Description of the task =>
Please tally how many lines in the entries below include the word "scrap", giving only the number.

Recorded information =>

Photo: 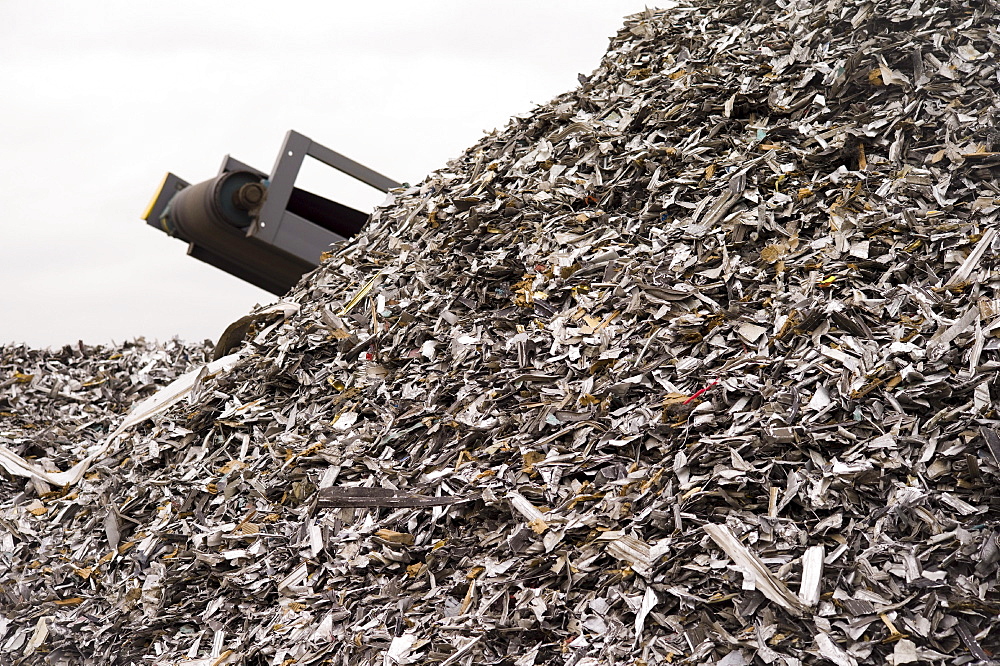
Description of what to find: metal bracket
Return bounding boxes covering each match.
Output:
[219,154,266,178]
[250,131,401,255]
[142,130,400,294]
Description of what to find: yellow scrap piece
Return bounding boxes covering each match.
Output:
[217,460,247,475]
[455,450,478,469]
[375,529,415,546]
[879,613,908,642]
[54,597,83,606]
[212,651,234,666]
[528,517,549,534]
[339,270,385,316]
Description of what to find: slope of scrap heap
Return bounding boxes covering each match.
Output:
[4,0,1000,663]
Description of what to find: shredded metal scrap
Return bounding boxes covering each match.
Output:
[4,0,1000,663]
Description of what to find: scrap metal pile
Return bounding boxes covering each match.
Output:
[4,0,1000,663]
[0,339,211,489]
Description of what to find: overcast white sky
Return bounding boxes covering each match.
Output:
[1,1,660,348]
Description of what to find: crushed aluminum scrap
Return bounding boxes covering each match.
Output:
[4,0,1000,663]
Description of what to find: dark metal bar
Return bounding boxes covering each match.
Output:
[268,209,348,265]
[301,132,401,193]
[250,131,310,245]
[219,154,266,177]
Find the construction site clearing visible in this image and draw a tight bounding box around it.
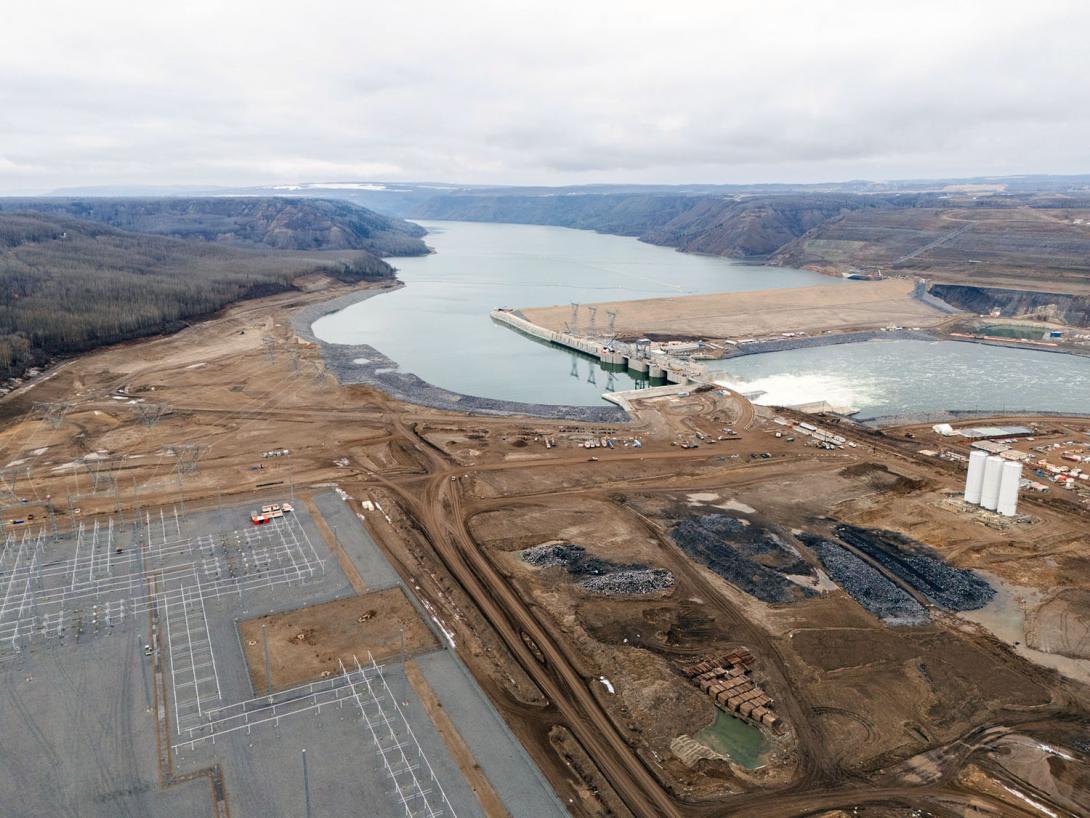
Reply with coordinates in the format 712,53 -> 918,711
0,275 -> 1088,817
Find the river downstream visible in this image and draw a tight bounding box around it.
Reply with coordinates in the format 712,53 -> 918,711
312,220 -> 1090,417
708,339 -> 1090,420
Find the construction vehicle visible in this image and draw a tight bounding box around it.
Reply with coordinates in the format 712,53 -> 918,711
250,502 -> 294,525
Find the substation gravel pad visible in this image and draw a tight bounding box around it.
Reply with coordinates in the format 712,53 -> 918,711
238,586 -> 437,691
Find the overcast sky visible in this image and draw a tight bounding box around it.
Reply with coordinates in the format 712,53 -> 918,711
1,1 -> 1087,192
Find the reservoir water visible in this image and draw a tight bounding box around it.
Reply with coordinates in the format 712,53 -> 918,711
314,220 -> 1090,416
312,221 -> 830,406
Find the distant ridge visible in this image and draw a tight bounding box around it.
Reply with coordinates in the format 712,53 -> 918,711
0,196 -> 429,257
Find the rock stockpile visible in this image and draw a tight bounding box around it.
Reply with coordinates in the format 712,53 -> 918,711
670,514 -> 814,604
834,525 -> 995,611
801,534 -> 930,627
580,568 -> 675,596
520,542 -> 675,597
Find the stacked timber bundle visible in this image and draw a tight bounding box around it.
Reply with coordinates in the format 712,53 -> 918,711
681,650 -> 781,730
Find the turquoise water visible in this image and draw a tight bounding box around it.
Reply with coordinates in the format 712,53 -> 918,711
312,221 -> 831,405
694,710 -> 771,769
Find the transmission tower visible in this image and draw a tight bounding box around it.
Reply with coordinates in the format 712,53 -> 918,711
586,305 -> 598,338
133,403 -> 171,427
262,336 -> 278,361
33,401 -> 72,429
606,370 -> 617,392
569,354 -> 580,378
569,302 -> 580,335
289,347 -> 302,373
0,467 -> 18,502
606,310 -> 617,336
80,456 -> 119,493
172,443 -> 209,476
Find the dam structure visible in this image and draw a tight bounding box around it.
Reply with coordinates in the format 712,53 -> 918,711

Exercise solution =>
5